[Point-per-instance localization data]
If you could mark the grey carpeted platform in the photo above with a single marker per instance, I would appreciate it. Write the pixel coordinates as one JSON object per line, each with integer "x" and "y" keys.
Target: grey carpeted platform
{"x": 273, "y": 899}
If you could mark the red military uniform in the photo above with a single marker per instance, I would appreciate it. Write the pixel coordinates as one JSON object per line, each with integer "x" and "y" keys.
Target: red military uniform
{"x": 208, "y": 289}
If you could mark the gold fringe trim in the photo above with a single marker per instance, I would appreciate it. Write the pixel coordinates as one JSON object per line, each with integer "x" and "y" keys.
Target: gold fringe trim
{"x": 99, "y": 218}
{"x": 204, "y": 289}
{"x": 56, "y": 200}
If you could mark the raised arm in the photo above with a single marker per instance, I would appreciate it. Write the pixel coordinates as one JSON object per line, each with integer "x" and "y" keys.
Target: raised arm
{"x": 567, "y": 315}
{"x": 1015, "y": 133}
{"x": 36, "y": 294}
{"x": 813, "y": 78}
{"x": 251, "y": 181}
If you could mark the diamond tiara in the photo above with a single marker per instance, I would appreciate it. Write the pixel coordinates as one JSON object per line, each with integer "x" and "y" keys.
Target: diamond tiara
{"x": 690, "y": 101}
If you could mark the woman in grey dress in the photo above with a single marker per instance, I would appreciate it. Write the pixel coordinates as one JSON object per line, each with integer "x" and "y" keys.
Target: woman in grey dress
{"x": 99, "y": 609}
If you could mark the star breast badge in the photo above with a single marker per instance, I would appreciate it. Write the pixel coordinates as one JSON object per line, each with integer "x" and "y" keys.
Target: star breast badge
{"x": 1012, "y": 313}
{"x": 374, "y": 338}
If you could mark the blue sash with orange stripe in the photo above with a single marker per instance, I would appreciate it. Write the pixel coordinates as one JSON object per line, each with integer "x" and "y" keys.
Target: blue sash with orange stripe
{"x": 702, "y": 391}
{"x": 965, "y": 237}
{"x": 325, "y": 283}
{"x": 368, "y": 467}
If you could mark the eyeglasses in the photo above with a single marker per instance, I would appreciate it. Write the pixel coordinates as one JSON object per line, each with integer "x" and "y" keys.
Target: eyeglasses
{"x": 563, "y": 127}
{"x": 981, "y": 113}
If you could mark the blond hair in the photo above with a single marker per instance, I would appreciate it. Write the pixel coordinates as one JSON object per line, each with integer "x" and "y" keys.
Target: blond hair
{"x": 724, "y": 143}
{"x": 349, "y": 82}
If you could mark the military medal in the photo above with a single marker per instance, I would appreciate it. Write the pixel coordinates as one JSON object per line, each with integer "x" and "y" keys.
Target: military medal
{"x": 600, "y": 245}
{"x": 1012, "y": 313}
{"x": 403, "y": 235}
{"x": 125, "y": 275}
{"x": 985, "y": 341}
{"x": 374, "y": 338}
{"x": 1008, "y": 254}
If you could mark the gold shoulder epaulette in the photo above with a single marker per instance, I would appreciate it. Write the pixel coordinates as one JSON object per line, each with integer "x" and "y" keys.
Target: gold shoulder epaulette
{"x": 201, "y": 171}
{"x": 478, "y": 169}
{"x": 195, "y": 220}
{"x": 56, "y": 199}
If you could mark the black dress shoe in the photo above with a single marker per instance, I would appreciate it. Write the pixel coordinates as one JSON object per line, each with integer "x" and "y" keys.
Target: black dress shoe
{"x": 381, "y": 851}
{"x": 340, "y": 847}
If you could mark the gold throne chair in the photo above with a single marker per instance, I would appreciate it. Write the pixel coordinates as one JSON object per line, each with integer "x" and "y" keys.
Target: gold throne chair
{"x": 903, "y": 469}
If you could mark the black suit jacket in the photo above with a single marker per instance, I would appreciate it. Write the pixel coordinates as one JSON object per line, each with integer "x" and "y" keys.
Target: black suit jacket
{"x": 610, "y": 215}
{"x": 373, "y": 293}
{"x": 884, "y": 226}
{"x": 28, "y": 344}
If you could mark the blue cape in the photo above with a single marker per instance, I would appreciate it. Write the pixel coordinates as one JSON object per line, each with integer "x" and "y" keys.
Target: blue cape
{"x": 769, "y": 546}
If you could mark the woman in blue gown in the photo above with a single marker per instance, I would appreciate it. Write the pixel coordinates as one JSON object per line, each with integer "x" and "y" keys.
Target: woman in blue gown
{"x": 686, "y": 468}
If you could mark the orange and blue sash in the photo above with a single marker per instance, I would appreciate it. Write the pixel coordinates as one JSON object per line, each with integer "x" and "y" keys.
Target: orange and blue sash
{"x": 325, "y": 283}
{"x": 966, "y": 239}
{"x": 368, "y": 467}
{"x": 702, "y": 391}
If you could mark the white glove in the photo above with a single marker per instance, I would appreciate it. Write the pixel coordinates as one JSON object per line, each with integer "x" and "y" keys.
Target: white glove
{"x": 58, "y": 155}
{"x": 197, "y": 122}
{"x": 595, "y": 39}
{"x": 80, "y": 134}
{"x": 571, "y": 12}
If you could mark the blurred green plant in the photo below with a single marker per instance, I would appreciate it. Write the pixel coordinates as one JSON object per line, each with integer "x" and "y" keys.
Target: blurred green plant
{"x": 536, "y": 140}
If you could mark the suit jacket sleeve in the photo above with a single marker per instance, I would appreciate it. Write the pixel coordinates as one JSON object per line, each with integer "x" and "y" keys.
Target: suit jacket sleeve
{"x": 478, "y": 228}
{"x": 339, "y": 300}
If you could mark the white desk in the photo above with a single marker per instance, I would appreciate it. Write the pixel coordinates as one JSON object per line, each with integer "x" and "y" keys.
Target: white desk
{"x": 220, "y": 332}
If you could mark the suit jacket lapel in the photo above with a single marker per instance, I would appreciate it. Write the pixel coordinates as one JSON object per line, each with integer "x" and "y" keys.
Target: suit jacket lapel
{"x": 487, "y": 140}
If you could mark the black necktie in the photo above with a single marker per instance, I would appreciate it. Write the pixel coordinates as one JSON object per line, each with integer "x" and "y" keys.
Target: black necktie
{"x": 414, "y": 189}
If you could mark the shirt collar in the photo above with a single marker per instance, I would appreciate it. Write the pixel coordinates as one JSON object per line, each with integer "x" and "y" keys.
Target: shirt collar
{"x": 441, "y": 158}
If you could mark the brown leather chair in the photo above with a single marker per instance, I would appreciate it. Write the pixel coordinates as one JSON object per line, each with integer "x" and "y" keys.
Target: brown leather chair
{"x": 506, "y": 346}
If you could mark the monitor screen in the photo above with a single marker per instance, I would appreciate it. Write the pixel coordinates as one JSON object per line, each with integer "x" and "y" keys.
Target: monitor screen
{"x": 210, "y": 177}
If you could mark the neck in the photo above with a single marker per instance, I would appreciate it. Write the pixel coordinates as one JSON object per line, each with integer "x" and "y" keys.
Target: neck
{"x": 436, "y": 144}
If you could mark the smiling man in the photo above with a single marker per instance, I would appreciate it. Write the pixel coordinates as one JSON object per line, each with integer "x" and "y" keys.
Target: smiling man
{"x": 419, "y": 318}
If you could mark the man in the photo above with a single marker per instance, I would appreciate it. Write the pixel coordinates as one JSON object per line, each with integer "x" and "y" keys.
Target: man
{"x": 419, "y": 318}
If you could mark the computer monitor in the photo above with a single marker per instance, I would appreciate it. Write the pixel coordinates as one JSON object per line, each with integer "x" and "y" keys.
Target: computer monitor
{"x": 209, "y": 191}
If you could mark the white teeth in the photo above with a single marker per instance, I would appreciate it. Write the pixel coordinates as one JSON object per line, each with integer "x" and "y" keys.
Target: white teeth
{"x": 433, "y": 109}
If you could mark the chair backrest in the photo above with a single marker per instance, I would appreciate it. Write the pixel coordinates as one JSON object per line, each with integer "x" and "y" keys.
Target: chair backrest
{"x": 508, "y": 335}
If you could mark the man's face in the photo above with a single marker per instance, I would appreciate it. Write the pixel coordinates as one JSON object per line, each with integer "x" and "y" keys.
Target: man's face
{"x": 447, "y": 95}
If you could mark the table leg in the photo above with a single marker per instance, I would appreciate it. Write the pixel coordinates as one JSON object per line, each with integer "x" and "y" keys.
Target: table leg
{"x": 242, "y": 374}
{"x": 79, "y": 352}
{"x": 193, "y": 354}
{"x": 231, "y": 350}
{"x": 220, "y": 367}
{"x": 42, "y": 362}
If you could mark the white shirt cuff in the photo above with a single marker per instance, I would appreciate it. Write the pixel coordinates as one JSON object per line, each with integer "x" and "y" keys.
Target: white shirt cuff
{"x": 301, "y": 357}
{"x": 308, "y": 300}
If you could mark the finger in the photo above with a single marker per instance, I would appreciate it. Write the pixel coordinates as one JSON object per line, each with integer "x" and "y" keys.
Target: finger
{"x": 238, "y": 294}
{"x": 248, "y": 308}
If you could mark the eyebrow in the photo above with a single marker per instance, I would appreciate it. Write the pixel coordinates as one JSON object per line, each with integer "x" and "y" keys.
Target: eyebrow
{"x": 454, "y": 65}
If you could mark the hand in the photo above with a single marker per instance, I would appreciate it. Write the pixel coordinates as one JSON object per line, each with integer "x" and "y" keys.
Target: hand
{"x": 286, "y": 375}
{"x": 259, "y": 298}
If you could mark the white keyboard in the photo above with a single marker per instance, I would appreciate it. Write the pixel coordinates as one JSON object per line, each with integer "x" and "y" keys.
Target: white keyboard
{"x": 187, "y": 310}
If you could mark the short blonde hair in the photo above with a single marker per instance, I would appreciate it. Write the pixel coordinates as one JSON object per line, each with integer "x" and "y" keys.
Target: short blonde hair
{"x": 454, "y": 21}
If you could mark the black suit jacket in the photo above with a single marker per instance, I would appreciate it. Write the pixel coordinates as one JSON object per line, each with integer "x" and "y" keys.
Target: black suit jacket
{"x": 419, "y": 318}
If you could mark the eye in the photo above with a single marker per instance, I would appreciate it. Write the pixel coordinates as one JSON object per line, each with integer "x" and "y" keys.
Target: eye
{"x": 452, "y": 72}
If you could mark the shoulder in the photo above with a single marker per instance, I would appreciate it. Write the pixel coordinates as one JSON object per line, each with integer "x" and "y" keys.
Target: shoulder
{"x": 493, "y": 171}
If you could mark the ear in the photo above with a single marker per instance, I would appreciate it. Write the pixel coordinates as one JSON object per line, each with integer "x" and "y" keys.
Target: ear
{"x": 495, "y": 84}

**Task objective:**
Print again the lines of the entries above that fall between the line holding "Target: chair backrest" and the line holding "If you could mark the table", inclusive, exactly as they stand.

**Finished task:**
Target: chair backrest
{"x": 508, "y": 335}
If you could mark the man's face in the photo above with a single marker per instance, I would appreciate it. Write the pixel coordinates as one JSON object per line, each with integer "x" and "y" keys.
Target: man's face
{"x": 447, "y": 95}
If you could mark the table leg in the photo above with a single marker per instance, I would appreciate it. Write the pixel coordinates as one JSON object per line, each with integer "x" and "y" keys.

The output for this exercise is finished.